_PROBLEM STATEMENT_. Reproduce the lines below word for word, starting at the line that contains "Thank you for the photo. Could you indicate the red tractor" and stopping after the line that contains "<point>619,341</point>".

***** DATA EXCERPTS *****

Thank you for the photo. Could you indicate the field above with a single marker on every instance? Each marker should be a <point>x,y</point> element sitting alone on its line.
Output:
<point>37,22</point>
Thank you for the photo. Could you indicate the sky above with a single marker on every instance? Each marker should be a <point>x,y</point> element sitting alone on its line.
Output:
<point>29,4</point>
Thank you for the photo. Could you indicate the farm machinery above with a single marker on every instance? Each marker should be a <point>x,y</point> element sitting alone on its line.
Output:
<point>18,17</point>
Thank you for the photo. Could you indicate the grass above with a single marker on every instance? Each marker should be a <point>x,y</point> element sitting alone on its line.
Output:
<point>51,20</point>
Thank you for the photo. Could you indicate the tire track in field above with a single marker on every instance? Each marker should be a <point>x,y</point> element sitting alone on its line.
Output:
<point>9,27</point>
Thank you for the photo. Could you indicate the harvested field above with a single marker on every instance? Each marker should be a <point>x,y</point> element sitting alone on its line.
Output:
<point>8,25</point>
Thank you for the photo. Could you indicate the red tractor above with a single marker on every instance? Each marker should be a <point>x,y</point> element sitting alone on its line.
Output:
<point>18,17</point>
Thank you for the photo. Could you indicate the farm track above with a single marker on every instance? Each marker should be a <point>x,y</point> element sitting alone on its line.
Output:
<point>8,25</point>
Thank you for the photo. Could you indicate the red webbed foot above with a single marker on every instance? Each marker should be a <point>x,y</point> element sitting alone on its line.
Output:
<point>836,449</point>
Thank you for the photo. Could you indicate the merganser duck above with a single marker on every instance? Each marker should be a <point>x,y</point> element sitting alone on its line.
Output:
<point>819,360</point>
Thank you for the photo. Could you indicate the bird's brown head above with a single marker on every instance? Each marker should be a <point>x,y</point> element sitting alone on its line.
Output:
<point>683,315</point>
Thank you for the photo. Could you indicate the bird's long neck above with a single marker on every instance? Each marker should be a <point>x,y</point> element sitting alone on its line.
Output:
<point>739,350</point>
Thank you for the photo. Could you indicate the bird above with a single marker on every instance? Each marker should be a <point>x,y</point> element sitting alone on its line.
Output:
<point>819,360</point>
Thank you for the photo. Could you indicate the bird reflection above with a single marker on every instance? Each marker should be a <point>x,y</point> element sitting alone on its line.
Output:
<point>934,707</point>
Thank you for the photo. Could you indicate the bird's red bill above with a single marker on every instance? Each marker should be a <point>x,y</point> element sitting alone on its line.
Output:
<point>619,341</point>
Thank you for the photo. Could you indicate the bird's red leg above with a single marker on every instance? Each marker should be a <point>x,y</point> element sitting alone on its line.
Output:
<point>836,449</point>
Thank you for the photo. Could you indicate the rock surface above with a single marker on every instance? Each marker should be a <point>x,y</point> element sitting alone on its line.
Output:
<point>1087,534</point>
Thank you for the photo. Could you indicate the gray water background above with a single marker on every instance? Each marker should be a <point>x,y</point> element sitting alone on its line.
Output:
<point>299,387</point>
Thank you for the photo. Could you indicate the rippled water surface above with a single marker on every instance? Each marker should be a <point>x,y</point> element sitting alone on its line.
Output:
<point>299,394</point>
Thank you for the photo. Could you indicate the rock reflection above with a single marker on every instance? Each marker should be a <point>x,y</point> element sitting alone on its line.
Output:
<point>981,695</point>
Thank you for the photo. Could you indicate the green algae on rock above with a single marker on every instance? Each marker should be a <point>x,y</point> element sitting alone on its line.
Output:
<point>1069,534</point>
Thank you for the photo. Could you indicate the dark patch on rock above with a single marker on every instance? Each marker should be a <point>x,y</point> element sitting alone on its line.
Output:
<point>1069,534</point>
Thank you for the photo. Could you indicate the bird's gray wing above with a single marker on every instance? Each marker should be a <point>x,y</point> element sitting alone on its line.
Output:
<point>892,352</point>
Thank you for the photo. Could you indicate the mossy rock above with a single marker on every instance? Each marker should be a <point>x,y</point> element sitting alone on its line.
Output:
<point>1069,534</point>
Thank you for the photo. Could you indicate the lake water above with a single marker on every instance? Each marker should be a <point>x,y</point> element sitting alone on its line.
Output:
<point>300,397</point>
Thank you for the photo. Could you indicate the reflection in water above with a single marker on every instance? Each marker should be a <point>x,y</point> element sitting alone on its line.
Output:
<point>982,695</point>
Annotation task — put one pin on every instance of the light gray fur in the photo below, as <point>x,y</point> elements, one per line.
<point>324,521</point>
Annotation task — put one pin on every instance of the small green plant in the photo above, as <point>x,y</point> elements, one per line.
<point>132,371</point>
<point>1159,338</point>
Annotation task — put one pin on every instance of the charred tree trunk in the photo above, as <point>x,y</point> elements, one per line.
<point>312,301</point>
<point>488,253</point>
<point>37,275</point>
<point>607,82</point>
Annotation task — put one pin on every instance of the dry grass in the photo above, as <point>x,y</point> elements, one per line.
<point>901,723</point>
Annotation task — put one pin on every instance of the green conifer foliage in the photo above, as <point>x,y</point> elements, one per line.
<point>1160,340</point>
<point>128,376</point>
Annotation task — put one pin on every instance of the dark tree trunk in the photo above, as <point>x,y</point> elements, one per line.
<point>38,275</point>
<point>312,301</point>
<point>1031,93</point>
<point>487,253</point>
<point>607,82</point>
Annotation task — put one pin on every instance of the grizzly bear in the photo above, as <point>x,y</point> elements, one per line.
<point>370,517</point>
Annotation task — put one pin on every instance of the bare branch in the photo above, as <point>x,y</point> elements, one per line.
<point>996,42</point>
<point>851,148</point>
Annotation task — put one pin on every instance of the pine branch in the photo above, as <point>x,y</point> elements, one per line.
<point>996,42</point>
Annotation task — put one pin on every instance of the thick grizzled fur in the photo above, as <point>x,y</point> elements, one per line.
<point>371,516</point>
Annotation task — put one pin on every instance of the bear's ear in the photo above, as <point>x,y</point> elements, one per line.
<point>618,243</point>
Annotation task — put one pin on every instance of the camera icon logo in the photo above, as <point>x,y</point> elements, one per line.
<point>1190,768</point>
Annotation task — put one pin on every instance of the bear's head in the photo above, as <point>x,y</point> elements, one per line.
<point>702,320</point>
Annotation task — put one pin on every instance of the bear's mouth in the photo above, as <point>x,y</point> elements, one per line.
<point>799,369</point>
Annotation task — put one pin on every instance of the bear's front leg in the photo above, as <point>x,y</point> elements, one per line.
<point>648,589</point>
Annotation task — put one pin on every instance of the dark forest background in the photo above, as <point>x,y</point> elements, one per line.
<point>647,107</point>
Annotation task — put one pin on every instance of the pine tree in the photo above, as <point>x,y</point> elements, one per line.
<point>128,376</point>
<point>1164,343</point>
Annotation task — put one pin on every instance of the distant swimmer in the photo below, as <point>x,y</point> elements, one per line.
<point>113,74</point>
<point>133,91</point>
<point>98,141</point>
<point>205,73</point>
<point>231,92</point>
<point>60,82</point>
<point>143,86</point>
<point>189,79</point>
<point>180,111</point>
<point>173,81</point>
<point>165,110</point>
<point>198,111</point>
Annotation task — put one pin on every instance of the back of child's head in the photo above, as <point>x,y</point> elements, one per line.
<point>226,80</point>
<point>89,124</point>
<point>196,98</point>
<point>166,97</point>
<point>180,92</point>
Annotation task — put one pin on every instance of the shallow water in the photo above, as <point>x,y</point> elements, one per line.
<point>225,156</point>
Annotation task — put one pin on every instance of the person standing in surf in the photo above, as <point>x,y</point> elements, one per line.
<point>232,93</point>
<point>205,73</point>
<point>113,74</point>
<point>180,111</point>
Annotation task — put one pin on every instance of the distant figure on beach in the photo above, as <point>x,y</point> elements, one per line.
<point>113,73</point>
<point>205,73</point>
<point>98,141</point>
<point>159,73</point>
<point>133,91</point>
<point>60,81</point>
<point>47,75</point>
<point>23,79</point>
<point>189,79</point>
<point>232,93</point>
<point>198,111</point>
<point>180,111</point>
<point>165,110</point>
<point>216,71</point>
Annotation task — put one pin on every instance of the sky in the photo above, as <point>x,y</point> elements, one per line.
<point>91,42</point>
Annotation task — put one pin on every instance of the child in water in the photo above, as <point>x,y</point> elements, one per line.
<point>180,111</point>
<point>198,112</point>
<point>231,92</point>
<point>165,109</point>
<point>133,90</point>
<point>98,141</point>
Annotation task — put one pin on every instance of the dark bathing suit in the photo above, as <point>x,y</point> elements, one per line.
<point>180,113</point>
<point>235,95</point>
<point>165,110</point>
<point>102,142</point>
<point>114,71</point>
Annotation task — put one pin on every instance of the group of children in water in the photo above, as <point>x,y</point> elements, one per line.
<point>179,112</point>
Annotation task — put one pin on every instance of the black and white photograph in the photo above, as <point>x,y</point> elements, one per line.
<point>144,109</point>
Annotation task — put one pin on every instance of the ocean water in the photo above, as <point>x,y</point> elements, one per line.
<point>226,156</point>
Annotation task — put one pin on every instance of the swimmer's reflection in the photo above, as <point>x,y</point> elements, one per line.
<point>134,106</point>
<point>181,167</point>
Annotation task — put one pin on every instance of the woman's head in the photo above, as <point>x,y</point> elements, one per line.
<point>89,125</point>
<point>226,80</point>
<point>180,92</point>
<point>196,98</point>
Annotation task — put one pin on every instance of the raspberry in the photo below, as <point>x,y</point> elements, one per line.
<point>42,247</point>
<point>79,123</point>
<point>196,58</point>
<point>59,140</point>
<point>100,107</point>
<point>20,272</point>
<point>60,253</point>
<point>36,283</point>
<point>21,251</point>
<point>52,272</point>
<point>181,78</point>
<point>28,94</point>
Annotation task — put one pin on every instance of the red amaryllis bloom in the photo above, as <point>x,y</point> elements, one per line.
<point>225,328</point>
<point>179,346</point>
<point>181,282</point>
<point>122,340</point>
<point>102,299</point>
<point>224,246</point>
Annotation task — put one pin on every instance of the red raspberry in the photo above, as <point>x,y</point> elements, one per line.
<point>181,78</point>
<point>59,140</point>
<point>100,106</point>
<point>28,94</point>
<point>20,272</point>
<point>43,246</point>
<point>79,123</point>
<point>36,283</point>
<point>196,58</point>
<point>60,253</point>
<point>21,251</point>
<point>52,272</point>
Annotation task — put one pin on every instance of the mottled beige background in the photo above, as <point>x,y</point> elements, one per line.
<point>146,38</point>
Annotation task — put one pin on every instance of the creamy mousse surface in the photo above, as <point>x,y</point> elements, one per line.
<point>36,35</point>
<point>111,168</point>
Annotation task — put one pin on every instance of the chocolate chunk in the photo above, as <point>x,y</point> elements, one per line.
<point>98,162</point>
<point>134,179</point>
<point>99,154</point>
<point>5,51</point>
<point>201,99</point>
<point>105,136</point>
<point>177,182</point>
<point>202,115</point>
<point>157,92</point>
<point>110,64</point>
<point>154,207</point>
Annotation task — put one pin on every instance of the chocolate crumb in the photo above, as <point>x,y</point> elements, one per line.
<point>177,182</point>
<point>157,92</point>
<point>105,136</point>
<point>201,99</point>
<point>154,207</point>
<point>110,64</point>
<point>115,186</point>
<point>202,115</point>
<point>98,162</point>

*****

_RESULT OF THIS TASK_.
Thank you for the photo. Could you indicate the red tractor above with a single marker on every instance? Each marker should be a <point>x,y</point> element sitting alone on its line.
Output:
<point>18,17</point>
Thank you for the photo. Could you indicate the farm track above with a single marker on every instance? Each marker should be a <point>x,y</point> element sitting alone on its line.
Output:
<point>8,25</point>
Thank you for the photo. Could you indicate the red webbed foot above with a single marker on every instance? Each marker should be a <point>x,y</point> element sitting alone on its line.
Output:
<point>836,449</point>
Thank you for the photo. Could you indicate the merganser duck above with a single marker on every instance? Each marker should be a <point>x,y</point> element sitting alone on its line.
Output:
<point>819,360</point>
Thank you for the photo. Could you indicate the bird's brown head above with a single marker on every instance? Each marker should be a <point>x,y</point> element sitting alone on its line.
Output:
<point>683,315</point>
Thank you for the photo. Could you indicate the bird's long neck above with a single marker on every instance? Each marker should be a <point>x,y</point> element sitting alone on its line.
Output:
<point>739,350</point>
Thank you for the photo. Could you indicate the bird above with a single marker on every instance? Each marker should be a <point>x,y</point> element sitting alone on its line.
Output:
<point>819,360</point>
Thank you for the photo. Could you indicate the bird reflection above with a single marker on every instance? Each marker should be a <point>x,y</point> element sitting alone on its line.
Output:
<point>934,707</point>
Thank you for the photo. Could you indicate the bird's red bill above with a single marker on every instance? Each marker should be a <point>x,y</point> element sitting alone on its line.
Output:
<point>619,341</point>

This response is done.